Brief: Find each line below that includes "gable", then copy it.

Available records:
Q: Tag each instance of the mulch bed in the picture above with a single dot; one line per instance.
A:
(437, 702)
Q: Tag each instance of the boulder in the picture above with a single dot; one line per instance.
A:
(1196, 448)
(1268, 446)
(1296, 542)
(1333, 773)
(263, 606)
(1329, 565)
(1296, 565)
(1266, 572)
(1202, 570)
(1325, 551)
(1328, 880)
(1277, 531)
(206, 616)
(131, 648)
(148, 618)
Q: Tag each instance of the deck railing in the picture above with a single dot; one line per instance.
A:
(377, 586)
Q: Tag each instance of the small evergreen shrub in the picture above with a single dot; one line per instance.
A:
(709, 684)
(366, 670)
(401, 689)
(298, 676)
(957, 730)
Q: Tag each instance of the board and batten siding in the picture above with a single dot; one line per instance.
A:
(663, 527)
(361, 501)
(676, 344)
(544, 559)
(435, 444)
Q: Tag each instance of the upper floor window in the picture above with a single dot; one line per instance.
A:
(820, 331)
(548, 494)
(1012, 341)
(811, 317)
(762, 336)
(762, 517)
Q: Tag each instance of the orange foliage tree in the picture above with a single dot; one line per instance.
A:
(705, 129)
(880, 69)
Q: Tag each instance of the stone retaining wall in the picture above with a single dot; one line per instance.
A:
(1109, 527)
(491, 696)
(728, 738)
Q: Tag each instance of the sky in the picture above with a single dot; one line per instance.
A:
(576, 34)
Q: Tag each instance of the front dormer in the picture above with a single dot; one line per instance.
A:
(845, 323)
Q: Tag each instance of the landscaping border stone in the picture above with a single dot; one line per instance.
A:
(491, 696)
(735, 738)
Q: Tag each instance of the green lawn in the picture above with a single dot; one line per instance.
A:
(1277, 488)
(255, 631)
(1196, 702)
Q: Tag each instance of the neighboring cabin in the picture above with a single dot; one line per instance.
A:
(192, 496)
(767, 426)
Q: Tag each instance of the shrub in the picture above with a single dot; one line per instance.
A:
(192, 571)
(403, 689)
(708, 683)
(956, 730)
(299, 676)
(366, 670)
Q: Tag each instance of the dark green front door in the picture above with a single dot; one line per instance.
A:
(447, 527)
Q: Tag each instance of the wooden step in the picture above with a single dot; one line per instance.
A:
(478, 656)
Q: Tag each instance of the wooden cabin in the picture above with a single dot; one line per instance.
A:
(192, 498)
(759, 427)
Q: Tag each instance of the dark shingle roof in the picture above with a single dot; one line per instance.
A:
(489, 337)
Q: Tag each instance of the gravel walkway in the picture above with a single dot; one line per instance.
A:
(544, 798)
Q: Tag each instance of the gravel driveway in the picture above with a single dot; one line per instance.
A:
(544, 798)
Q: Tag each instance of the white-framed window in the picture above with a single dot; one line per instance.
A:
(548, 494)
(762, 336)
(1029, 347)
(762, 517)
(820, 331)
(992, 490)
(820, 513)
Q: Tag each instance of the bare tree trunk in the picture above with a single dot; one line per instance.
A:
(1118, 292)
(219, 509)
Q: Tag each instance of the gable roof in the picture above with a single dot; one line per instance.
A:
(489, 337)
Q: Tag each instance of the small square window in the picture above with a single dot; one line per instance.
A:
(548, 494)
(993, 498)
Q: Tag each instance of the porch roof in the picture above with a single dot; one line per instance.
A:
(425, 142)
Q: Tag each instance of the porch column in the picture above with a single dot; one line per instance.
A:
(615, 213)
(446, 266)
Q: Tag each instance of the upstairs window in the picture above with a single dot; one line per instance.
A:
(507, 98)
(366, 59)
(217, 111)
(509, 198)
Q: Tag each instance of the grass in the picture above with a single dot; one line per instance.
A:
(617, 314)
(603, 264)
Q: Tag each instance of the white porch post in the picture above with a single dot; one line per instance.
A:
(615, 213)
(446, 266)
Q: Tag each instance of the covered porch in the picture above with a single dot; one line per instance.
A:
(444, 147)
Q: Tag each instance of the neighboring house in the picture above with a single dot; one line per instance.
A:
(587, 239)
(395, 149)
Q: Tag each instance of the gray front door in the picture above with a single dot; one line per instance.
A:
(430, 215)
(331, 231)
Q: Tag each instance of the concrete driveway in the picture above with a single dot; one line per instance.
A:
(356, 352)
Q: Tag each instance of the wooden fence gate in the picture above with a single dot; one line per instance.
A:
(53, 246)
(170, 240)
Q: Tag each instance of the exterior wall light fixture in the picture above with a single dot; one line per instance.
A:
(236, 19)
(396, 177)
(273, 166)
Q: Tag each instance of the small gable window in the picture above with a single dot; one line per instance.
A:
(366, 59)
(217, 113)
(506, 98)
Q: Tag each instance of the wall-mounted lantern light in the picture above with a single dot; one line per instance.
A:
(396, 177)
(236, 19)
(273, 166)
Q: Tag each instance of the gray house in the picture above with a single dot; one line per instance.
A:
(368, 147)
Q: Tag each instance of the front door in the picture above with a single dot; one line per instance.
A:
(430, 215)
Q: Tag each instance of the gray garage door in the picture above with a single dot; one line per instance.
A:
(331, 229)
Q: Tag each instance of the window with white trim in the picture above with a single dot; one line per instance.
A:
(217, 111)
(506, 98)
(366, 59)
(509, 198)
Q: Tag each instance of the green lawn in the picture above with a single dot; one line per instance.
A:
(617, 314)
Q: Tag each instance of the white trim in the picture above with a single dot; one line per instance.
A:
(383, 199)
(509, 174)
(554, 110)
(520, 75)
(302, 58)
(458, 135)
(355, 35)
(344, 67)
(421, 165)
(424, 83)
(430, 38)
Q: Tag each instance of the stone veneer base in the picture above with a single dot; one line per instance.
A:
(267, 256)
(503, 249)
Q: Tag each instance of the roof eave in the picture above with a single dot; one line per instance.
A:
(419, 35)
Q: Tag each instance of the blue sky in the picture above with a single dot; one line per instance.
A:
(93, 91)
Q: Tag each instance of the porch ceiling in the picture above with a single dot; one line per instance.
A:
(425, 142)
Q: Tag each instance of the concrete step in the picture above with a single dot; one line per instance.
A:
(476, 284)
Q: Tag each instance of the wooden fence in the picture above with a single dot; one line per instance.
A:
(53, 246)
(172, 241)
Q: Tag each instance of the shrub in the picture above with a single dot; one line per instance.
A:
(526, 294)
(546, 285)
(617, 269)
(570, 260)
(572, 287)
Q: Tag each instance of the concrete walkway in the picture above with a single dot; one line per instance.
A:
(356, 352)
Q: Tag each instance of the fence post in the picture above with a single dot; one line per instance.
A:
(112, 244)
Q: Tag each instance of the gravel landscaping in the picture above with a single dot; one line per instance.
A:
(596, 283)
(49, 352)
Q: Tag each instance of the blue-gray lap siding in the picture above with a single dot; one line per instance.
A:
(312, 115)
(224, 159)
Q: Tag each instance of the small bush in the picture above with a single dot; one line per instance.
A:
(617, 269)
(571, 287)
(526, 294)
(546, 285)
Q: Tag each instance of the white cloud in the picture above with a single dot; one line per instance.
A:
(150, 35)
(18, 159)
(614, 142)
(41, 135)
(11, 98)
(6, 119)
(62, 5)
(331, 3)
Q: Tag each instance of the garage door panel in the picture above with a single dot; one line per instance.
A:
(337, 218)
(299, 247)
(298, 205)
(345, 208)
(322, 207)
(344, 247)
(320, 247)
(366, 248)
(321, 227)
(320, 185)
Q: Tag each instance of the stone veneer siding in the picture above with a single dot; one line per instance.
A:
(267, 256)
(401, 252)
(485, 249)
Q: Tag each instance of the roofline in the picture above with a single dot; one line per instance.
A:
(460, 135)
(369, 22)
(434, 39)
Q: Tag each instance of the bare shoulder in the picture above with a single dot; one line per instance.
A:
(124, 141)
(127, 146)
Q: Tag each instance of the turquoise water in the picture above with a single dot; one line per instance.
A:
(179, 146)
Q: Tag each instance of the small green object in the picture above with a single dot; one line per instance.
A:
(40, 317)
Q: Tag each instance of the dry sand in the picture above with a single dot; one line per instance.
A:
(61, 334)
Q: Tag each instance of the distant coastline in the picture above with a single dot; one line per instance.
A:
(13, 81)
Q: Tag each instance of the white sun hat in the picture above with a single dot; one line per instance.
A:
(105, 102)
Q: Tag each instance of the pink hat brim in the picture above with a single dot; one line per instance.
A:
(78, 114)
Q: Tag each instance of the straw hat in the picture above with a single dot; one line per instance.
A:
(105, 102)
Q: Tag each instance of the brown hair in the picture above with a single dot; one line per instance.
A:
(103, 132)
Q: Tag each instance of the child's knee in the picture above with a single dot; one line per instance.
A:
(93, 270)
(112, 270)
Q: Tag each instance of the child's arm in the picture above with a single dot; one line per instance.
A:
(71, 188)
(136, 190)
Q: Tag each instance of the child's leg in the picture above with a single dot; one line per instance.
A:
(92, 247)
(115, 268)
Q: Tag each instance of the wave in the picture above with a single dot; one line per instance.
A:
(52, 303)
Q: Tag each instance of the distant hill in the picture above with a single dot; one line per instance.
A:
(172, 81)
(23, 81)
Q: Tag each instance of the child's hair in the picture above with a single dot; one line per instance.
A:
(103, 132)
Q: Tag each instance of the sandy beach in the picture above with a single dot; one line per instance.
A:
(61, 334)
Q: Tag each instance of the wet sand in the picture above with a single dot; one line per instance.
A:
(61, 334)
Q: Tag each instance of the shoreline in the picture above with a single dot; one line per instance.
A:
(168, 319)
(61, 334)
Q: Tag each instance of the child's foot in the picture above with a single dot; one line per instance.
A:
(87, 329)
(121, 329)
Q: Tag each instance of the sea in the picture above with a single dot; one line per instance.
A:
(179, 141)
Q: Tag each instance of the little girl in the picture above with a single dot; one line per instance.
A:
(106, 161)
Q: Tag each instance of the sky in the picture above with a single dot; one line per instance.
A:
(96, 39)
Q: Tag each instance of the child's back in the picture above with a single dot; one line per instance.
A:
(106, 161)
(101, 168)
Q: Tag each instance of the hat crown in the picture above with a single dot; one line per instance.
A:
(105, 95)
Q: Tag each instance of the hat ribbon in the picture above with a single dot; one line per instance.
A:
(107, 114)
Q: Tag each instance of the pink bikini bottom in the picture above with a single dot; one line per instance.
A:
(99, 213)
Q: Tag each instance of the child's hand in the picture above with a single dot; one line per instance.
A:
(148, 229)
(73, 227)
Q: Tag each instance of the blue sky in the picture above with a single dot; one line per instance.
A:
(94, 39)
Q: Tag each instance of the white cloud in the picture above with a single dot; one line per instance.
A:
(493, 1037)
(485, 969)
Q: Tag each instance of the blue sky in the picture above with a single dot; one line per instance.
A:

Expected answer:
Q: Tag each instance of the gable roof in the picture above with a single dot; one line per instance.
Q: Tag each instance of the small gable window in the picture above with a single dot; one line per instance.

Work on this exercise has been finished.